- _Try it_: Omit the pictures found among the records and print everything else exactly as it stands.

- _Given records_:

####

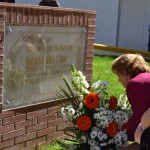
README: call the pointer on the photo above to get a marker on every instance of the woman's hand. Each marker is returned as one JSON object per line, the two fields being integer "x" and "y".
{"x": 138, "y": 133}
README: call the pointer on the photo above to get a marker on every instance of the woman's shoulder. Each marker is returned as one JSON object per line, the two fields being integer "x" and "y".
{"x": 142, "y": 77}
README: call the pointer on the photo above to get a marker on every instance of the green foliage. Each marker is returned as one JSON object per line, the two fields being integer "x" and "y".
{"x": 102, "y": 71}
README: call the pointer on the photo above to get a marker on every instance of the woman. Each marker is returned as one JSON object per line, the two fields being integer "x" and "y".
{"x": 52, "y": 3}
{"x": 142, "y": 133}
{"x": 134, "y": 74}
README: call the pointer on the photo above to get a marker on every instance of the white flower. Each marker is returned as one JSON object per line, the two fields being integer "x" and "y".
{"x": 124, "y": 118}
{"x": 84, "y": 139}
{"x": 92, "y": 142}
{"x": 100, "y": 136}
{"x": 72, "y": 147}
{"x": 71, "y": 112}
{"x": 93, "y": 134}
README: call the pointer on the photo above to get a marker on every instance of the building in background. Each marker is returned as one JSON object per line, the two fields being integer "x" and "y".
{"x": 122, "y": 23}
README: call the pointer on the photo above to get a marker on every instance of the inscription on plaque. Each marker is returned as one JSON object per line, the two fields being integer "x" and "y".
{"x": 35, "y": 58}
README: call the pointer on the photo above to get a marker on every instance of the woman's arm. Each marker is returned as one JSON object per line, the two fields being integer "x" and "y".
{"x": 138, "y": 133}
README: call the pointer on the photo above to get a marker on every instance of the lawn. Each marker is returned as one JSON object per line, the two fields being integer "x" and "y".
{"x": 101, "y": 71}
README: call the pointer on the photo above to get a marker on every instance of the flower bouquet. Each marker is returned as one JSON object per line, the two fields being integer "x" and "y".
{"x": 99, "y": 119}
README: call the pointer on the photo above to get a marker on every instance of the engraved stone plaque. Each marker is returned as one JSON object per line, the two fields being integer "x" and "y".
{"x": 35, "y": 57}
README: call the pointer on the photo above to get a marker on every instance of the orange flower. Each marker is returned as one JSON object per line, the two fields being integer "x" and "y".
{"x": 112, "y": 129}
{"x": 92, "y": 100}
{"x": 113, "y": 102}
{"x": 84, "y": 123}
{"x": 124, "y": 126}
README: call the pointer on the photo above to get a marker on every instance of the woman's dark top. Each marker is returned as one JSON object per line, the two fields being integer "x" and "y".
{"x": 138, "y": 93}
{"x": 145, "y": 139}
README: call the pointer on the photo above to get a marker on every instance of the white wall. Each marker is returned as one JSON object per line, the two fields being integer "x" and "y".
{"x": 107, "y": 16}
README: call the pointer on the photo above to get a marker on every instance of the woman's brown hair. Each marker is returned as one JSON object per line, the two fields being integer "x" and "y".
{"x": 130, "y": 64}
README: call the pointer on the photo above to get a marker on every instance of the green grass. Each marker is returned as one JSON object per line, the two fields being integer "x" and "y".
{"x": 101, "y": 71}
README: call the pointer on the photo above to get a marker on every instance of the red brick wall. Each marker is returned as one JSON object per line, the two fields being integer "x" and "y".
{"x": 24, "y": 128}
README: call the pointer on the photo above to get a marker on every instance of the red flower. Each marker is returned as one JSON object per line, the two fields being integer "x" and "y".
{"x": 84, "y": 123}
{"x": 113, "y": 102}
{"x": 124, "y": 126}
{"x": 112, "y": 129}
{"x": 92, "y": 100}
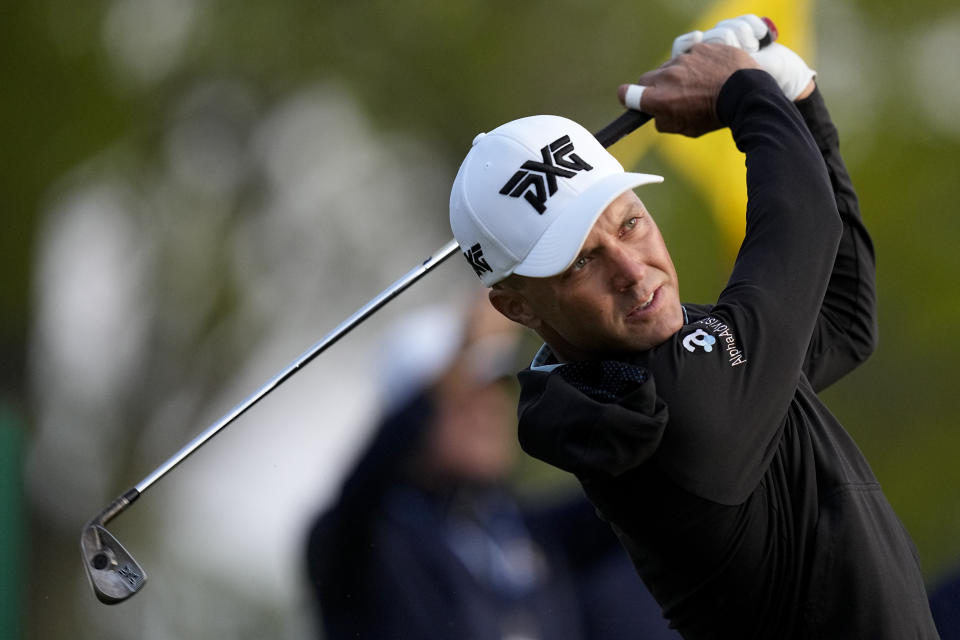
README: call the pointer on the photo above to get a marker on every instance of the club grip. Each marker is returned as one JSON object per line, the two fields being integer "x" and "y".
{"x": 630, "y": 120}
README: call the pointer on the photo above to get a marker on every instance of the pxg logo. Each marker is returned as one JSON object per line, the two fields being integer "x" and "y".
{"x": 537, "y": 181}
{"x": 476, "y": 260}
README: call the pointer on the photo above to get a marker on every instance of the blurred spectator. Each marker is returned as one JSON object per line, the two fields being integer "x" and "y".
{"x": 945, "y": 606}
{"x": 426, "y": 540}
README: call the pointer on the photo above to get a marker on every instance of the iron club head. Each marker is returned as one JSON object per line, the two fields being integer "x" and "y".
{"x": 114, "y": 574}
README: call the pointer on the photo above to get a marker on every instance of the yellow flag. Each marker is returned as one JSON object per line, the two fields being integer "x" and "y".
{"x": 712, "y": 162}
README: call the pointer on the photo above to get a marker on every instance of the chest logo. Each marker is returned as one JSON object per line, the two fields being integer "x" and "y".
{"x": 699, "y": 338}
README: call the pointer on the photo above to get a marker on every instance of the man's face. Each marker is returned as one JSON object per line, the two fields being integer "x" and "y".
{"x": 620, "y": 294}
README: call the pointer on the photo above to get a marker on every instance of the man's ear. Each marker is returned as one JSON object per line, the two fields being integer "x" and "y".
{"x": 514, "y": 305}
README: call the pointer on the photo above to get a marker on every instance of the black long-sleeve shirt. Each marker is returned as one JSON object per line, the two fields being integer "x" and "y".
{"x": 744, "y": 504}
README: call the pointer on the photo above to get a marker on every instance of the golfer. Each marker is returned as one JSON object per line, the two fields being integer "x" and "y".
{"x": 696, "y": 429}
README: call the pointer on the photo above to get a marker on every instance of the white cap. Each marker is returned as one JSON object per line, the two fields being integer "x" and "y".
{"x": 528, "y": 193}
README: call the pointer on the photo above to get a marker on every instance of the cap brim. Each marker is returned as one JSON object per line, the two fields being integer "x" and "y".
{"x": 559, "y": 245}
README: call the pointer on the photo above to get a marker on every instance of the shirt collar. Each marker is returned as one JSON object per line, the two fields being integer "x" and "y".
{"x": 545, "y": 361}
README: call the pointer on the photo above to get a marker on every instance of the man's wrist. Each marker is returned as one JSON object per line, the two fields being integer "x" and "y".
{"x": 740, "y": 85}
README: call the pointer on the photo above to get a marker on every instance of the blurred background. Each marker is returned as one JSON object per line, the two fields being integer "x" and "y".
{"x": 195, "y": 191}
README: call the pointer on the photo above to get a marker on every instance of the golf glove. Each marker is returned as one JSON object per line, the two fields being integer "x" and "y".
{"x": 745, "y": 32}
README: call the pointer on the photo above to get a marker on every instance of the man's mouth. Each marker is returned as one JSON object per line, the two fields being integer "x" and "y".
{"x": 645, "y": 304}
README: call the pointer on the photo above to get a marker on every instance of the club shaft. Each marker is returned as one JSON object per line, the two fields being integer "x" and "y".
{"x": 624, "y": 124}
{"x": 341, "y": 330}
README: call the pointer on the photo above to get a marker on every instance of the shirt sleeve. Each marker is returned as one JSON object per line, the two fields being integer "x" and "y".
{"x": 728, "y": 377}
{"x": 846, "y": 331}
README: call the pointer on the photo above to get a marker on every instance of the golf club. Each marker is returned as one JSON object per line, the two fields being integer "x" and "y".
{"x": 113, "y": 573}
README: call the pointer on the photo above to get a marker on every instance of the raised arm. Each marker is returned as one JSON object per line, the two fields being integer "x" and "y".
{"x": 846, "y": 331}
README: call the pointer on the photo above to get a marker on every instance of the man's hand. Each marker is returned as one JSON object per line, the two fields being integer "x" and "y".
{"x": 682, "y": 94}
{"x": 787, "y": 68}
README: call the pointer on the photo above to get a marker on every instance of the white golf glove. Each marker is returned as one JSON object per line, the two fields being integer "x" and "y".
{"x": 745, "y": 32}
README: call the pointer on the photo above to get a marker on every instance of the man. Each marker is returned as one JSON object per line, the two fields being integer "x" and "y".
{"x": 696, "y": 430}
{"x": 427, "y": 541}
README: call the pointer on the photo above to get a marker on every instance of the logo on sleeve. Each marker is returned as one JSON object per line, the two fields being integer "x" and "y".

####

- _Answer to the problem_:
README: call the pointer on the photo above to get a marker on every instance of the woman's hand. Each marker is returned as one JSON object per line, the two fields being integer "x" and "y".
{"x": 138, "y": 133}
README: call the pointer on the photo above to get a marker on every instance of the woman's shoulder. Each marker is returned as one JSON object per line, the two fields being integer "x" and "y".
{"x": 142, "y": 77}
README: call the pointer on the photo above to get a marker on every instance of the green foliage. Each marker is returned as one JSON object per line, the two fields being integer "x" and "y".
{"x": 102, "y": 71}
README: call the pointer on the photo above to get a marker on every instance of the woman. Each marker is returned as one JSON object per line, the two fields being integer "x" and "y".
{"x": 52, "y": 3}
{"x": 142, "y": 133}
{"x": 134, "y": 74}
README: call the pointer on the photo above to get a marker on every instance of the white flower. Each marker is returned as one JSON object per line, the two fields being integer "x" and "y".
{"x": 124, "y": 118}
{"x": 84, "y": 139}
{"x": 92, "y": 142}
{"x": 100, "y": 136}
{"x": 72, "y": 147}
{"x": 71, "y": 112}
{"x": 93, "y": 134}
README: call the pointer on the photo above to get a marker on every instance of the building in background. Each marker is returned as one JSON object per line, the two fields being integer "x" and "y".
{"x": 122, "y": 23}
README: call the pointer on the photo above to get a marker on every instance of the inscription on plaque. Each marker is returned as one JSON object per line, the two fields being integer "x" and "y".
{"x": 35, "y": 58}
README: call the pointer on the photo above to get a marker on every instance of the woman's arm. Each marker is returned as one JSON object per line, the two fields being integer "x" and "y".
{"x": 138, "y": 133}
README: call the pointer on the photo above to get a marker on every instance of the lawn. Each marker is returned as one JSON object per line, the two fields being integer "x" and "y".
{"x": 101, "y": 71}
README: call the pointer on the photo above to get a marker on every instance of the flower bouquet. Each marker is returned as one JSON object per line, the two fields being integer "x" and "y".
{"x": 99, "y": 119}
README: call the pointer on the photo above to get a marker on every instance of the engraved stone plaque. Each marker is returned as one JSON object per line, the two fields being integer "x" and "y".
{"x": 35, "y": 57}
README: call the pointer on the photo above to get a marker on every instance of the orange flower. Each marker is returned as one JSON object per line, the two fields being integer "x" and "y".
{"x": 112, "y": 129}
{"x": 92, "y": 100}
{"x": 113, "y": 102}
{"x": 84, "y": 123}
{"x": 124, "y": 126}
README: call the pointer on the photo above to get a marker on every instance of the woman's dark top. Each marker is returned as one JSON object per line, the two fields being integer "x" and "y".
{"x": 138, "y": 93}
{"x": 145, "y": 139}
README: call the pointer on the photo above to get a marker on every instance of the white wall. Each marker is returned as one JSON object per line, the two fields being integer "x" and "y".
{"x": 107, "y": 16}
README: call the pointer on the photo above to get a marker on every instance of the woman's brown hair. Each marker is returned as one JSON object per line, the two fields being integer "x" and "y".
{"x": 130, "y": 64}
README: call the pointer on the photo above to get a marker on every instance of the green grass. Each marker is returned as one JSON object per line, the two fields being integer "x" and "y".
{"x": 101, "y": 71}
README: call the pointer on the photo above to get a marker on every instance of the red brick wall. Each marker is returned as one JSON object per line, the two fields being integer "x" and "y".
{"x": 24, "y": 128}
README: call the pointer on the photo above to get a marker on every instance of the red flower. Each marker is returned as one JSON object per line, the two fields being integer "x" and "y".
{"x": 84, "y": 123}
{"x": 113, "y": 102}
{"x": 124, "y": 126}
{"x": 112, "y": 129}
{"x": 92, "y": 100}
README: call the pointer on the photo above to get a marker on every instance of the club grip. Each marker is returned as one JSON object per line, the two fields being integer "x" and "y".
{"x": 630, "y": 120}
README: call the pointer on the photo above to get a marker on every instance of the pxg logo. Each marker is returned as one JSON object per line, the two fields being integer "x" and "y".
{"x": 537, "y": 181}
{"x": 476, "y": 260}
README: call the pointer on the photo above to get a marker on every instance of the blurred spectator. Each marker is returned as one JSON object per line, the two fields being integer "x" and "y".
{"x": 945, "y": 606}
{"x": 426, "y": 540}
README: call the pointer on the photo above to get a marker on every instance of the iron club head. Each marker is returned as one JSON object per line, the two fields being integer "x" and "y".
{"x": 114, "y": 574}
README: call the pointer on the photo above to get a marker on every instance of the yellow flag. Each marker is returned as one JSON object per line, the two fields being integer "x" and "y".
{"x": 712, "y": 162}
README: call the pointer on the photo above to get a marker on every instance of the chest logo. Each marker is returned as one JSON object per line, the two fields being integer "x" and "y".
{"x": 699, "y": 338}
README: call the pointer on the photo above to get a marker on every instance of the man's face. Each marker is returned as one JSON object per line, the two fields being integer "x" and "y".
{"x": 620, "y": 294}
README: call the pointer on the photo above to get a marker on every instance of the man's ear. Each marker is returned as one JSON object per line, the two fields being integer "x" and "y".
{"x": 514, "y": 305}
README: call the pointer on the photo above to get a marker on every instance of the black long-sleeve shirt. Each marker is returned as one JSON object per line, the two fields being integer "x" and "y".
{"x": 744, "y": 504}
README: call the pointer on the photo above to get a marker on every instance of the golfer. Each marker is returned as one JSON object per line, the two fields being integer "x" and "y".
{"x": 696, "y": 429}
README: call the pointer on the photo above to get a marker on every instance of the white cap. Each marker is returned as one JSON object per line, the two fields being integer "x" and "y".
{"x": 528, "y": 193}
README: call the pointer on the photo above to get a marker on every instance of the cap brim. Each marker is returned as one JSON object per line, the two fields being integer "x" and "y".
{"x": 559, "y": 245}
README: call the pointer on the photo above to get a marker on every instance of the shirt collar. Each marker is returned as one JSON object per line, the two fields being integer "x" and "y".
{"x": 545, "y": 361}
README: call the pointer on the photo above to get a marker on every instance of the man's wrist. Each marker is returned as one JSON object per line, the two fields being integer "x" and "y".
{"x": 740, "y": 85}
README: call the pointer on the photo above to get a marker on every instance of the blurred background. Each marker is returned as one JSON object per line, the two fields being integer "x" and "y".
{"x": 195, "y": 191}
README: call the pointer on the photo above to get a marker on every instance of the golf glove. Each marker is returned as one JSON object per line, the two fields being integer "x" and "y".
{"x": 745, "y": 32}
README: call the pointer on the photo above to get a marker on every instance of the man's mouth. Each marker is returned as one JSON object per line, the two fields being integer "x" and "y".
{"x": 645, "y": 304}
README: call the pointer on the photo above to get a marker on every instance of the club shaft. Each marker is returned as one JSON object per line, the two fields being integer "x" and "y".
{"x": 624, "y": 124}
{"x": 341, "y": 330}
README: call the pointer on the photo above to get a marker on every instance of the shirt sleeve. Each marker is returned as one JSON object per line, the two fields being integer "x" and "y".
{"x": 728, "y": 377}
{"x": 846, "y": 331}
README: call the pointer on the photo above to get a marker on every instance of the golf club. Each marker is returned as one JSON object per line, the two fields being integer "x" and "y".
{"x": 113, "y": 573}
README: call the pointer on the photo above to get a marker on every instance of the raised arm. Each marker is returned as one JSON object per line, the two fields being integer "x" and "y".
{"x": 846, "y": 331}
README: call the pointer on the photo above to get a marker on every instance of the man's hand. Each marker is returned as one JSON object per line, the two fields being integer "x" and "y".
{"x": 682, "y": 94}
{"x": 787, "y": 68}
README: call the pointer on the photo above to get a marker on every instance of the white golf glove. Each marker is returned as one JSON object per line, the two fields being integer "x" and "y".
{"x": 745, "y": 32}
README: call the pointer on the photo above to get a marker on every instance of the man. Each marker is returned as one JSON object per line, the two fields being integer "x" and "y".
{"x": 696, "y": 430}
{"x": 427, "y": 541}
README: call the pointer on the photo above to get a marker on every instance of the logo on sleeve. Each marker is returned as one JSON object per line, the two fields being integer "x" and "y".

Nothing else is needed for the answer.